(What is expected) Please pull out every row below that contains the word "meadow", and copy each of those rows in full. The match is case-sensitive.

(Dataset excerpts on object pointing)
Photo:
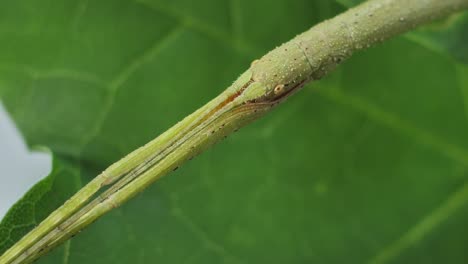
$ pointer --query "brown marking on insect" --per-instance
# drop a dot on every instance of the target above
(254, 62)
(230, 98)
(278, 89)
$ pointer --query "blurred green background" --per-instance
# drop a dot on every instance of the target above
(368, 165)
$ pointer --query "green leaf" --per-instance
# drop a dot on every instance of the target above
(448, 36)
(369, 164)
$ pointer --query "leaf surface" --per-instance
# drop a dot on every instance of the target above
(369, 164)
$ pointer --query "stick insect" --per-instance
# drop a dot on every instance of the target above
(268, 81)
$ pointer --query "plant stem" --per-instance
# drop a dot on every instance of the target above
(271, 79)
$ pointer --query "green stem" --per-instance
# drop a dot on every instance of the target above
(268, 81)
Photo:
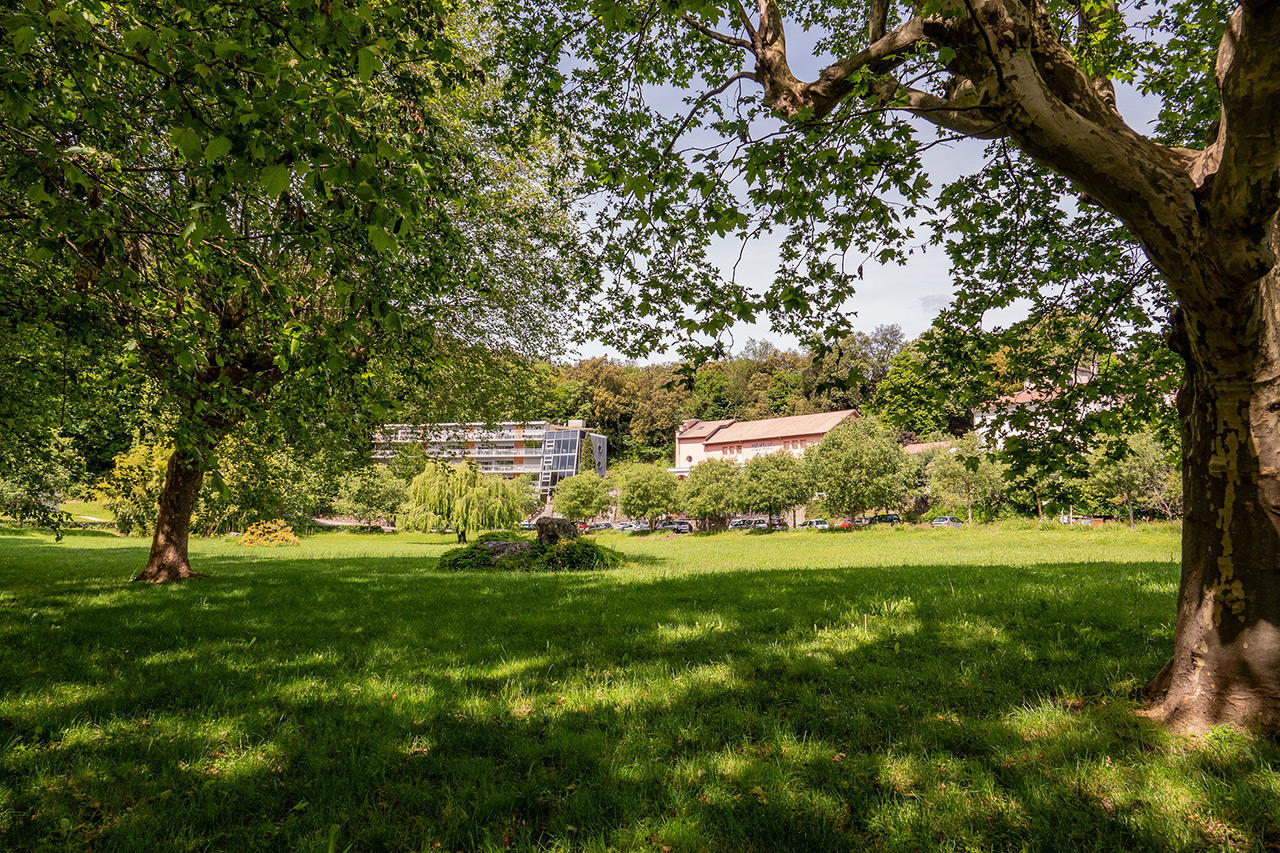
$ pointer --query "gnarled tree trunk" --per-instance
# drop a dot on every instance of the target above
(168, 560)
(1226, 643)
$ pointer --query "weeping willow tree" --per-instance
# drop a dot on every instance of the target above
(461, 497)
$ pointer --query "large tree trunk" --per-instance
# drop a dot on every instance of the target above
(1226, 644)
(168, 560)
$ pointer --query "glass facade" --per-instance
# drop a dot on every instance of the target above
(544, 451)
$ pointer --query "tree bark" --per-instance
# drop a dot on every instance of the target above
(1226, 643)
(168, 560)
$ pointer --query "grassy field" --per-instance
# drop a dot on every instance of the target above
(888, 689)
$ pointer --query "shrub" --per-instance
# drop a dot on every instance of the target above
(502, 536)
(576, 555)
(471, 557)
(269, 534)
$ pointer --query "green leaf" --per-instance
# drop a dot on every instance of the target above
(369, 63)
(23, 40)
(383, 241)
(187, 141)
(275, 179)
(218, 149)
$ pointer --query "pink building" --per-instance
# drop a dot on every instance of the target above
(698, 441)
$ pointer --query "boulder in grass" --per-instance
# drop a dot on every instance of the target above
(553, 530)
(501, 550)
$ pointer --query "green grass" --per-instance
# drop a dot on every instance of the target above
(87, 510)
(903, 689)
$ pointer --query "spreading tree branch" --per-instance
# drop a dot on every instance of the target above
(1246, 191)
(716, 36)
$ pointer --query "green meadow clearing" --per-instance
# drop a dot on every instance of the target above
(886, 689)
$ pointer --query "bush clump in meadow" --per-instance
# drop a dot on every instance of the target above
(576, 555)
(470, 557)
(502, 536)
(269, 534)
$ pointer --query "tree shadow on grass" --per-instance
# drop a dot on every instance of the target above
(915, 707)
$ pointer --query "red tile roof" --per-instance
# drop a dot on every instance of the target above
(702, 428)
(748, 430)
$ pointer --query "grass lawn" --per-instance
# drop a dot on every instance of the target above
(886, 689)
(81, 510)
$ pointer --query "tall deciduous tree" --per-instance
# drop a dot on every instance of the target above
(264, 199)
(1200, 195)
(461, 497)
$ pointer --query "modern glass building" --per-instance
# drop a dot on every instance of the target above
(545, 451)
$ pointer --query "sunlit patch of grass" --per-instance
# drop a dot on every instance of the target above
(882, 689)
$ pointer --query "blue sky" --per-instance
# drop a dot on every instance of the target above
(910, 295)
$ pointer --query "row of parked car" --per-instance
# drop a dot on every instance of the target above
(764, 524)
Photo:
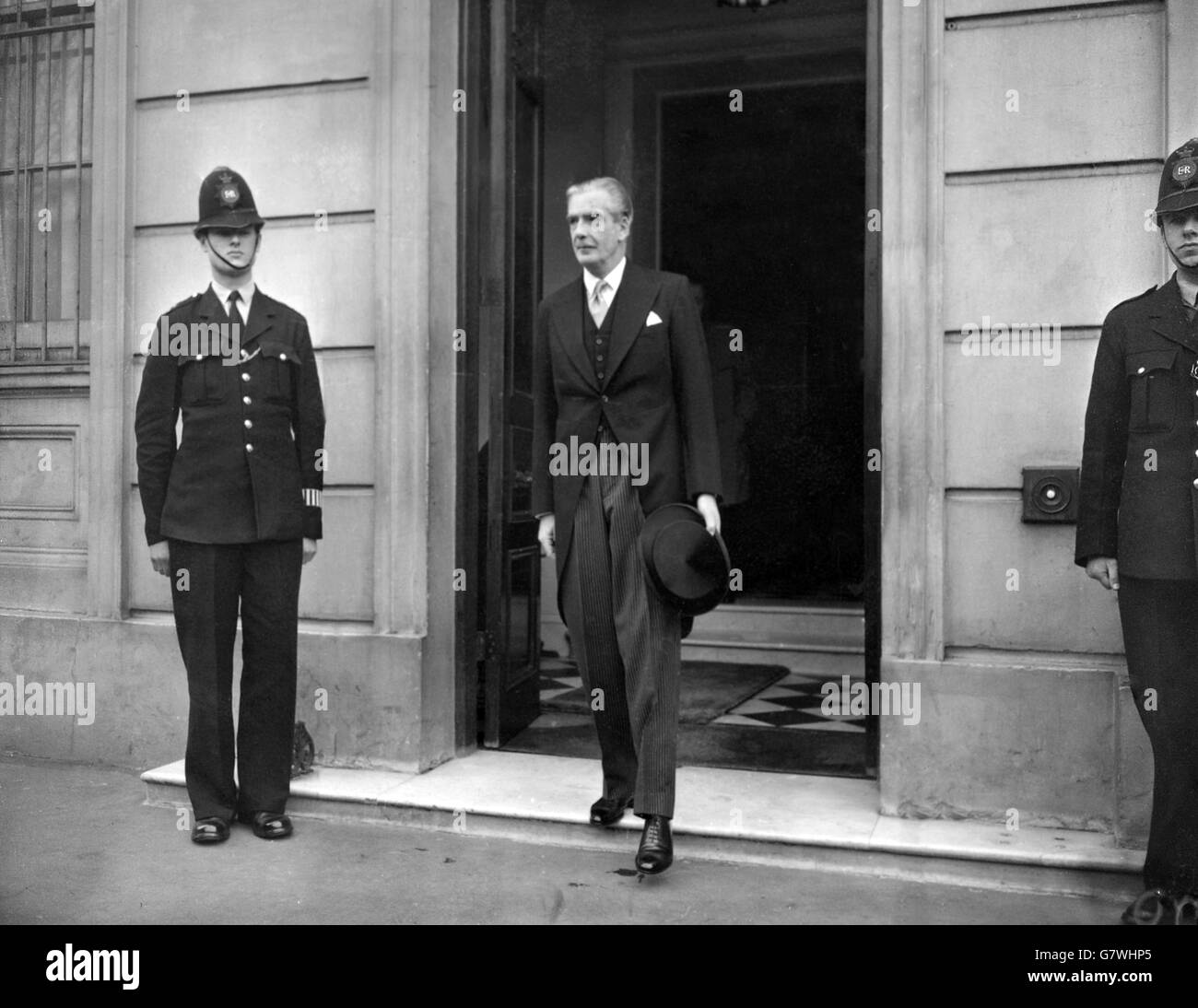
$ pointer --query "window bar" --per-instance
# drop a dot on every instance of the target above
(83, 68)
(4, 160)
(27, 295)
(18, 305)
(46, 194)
==
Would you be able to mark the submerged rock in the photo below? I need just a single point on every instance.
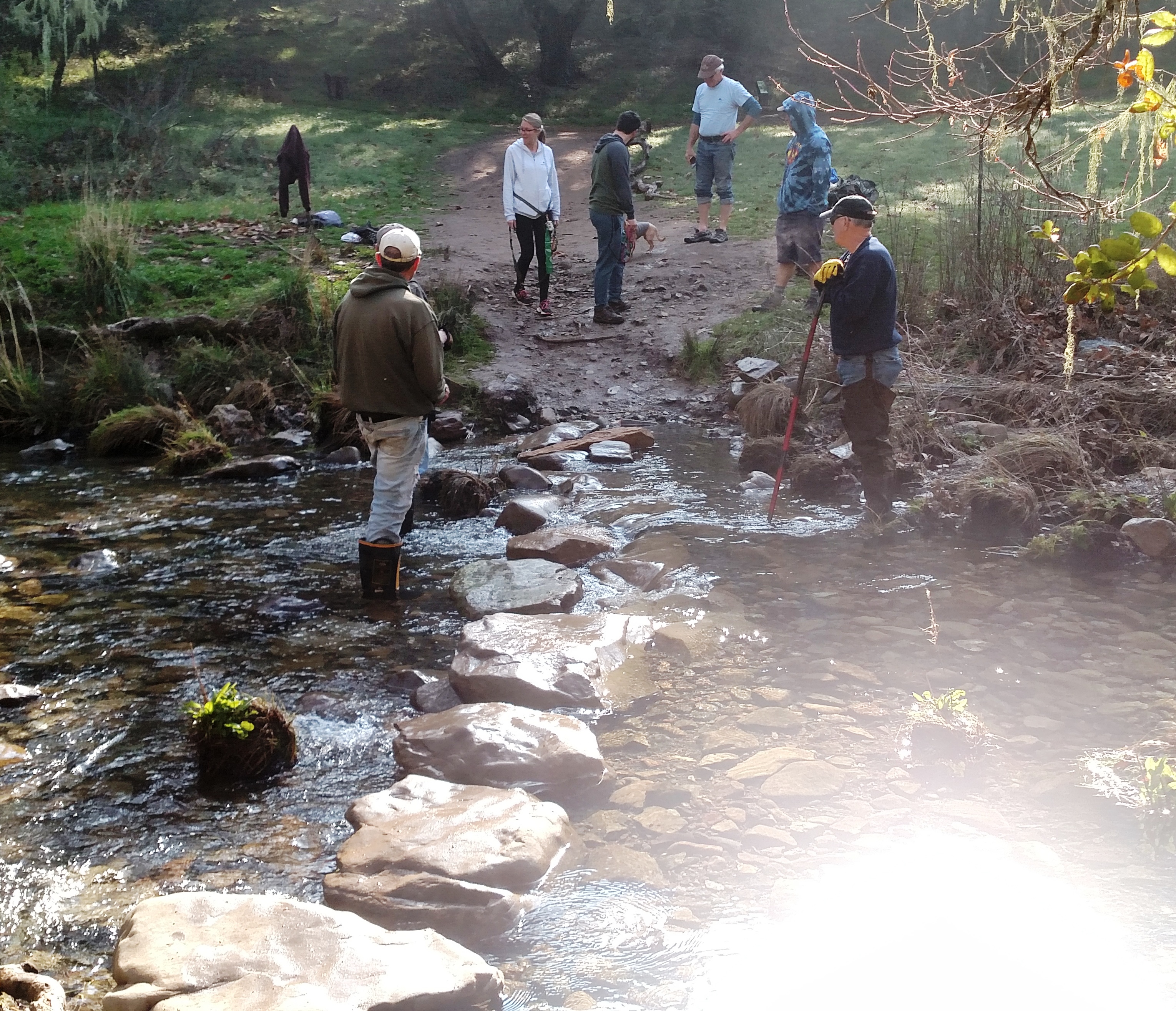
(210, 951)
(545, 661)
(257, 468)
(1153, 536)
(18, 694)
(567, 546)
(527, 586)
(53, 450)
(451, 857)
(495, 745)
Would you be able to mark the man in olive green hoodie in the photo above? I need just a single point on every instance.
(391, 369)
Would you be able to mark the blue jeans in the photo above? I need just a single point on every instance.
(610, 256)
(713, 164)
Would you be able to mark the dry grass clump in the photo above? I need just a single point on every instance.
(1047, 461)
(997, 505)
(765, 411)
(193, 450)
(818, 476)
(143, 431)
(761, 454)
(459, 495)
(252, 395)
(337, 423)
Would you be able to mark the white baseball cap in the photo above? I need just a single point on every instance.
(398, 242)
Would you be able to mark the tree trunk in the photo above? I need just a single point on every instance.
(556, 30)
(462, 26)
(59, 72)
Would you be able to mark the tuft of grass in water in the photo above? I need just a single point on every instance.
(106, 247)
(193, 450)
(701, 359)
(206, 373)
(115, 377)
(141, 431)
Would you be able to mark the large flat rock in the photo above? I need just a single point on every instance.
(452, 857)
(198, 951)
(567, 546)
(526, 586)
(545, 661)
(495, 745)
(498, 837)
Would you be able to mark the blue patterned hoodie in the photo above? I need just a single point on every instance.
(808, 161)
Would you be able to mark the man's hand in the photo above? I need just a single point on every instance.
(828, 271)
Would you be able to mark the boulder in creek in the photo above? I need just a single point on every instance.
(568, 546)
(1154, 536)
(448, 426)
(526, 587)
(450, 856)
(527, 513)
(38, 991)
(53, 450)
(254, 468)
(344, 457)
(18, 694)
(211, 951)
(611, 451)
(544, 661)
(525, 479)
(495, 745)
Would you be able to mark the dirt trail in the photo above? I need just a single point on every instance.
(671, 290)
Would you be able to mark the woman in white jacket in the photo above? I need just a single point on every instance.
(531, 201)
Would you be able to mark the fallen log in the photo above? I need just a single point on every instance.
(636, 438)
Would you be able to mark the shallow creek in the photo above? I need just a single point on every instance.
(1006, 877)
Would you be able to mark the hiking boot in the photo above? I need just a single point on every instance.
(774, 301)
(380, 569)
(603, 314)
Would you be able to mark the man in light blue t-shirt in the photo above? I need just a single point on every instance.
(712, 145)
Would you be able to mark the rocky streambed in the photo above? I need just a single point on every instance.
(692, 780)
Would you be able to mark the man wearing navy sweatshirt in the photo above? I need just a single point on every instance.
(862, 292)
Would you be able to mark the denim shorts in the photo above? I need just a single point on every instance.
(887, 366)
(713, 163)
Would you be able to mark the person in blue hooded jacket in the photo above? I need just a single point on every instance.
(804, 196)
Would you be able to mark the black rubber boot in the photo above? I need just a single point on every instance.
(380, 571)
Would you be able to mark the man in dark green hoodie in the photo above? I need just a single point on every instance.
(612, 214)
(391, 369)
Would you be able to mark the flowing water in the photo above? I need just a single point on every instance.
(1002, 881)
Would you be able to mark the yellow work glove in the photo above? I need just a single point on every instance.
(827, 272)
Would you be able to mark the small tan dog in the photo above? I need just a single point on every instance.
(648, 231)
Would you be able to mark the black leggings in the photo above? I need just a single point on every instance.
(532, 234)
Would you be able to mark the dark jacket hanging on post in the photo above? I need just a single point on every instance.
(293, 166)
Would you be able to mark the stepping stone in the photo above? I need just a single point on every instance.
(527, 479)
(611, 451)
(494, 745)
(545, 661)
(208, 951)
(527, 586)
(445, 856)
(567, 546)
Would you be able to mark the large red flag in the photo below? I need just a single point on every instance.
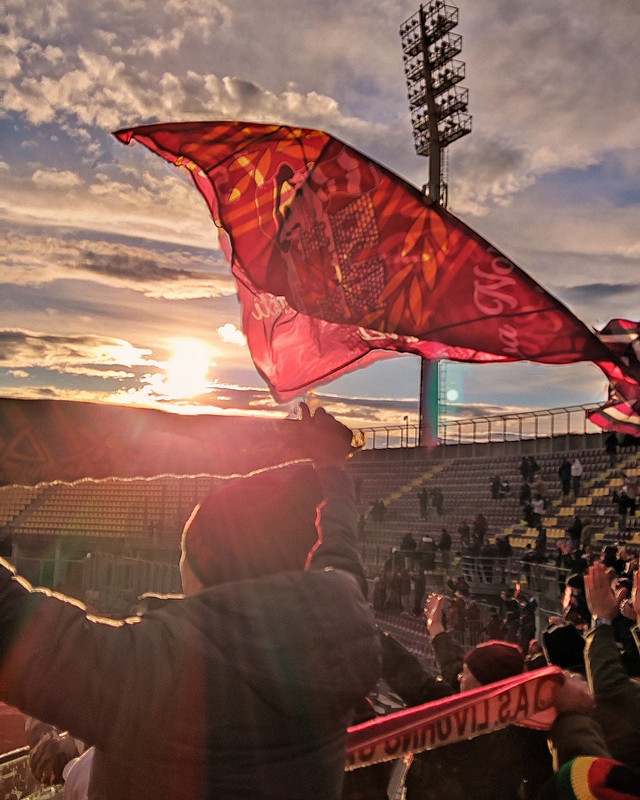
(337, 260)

(Task answer)
$ pointer --query "green meadow clearing" --per-instance
$ pointer --query "bush clump in meadow" --per-instance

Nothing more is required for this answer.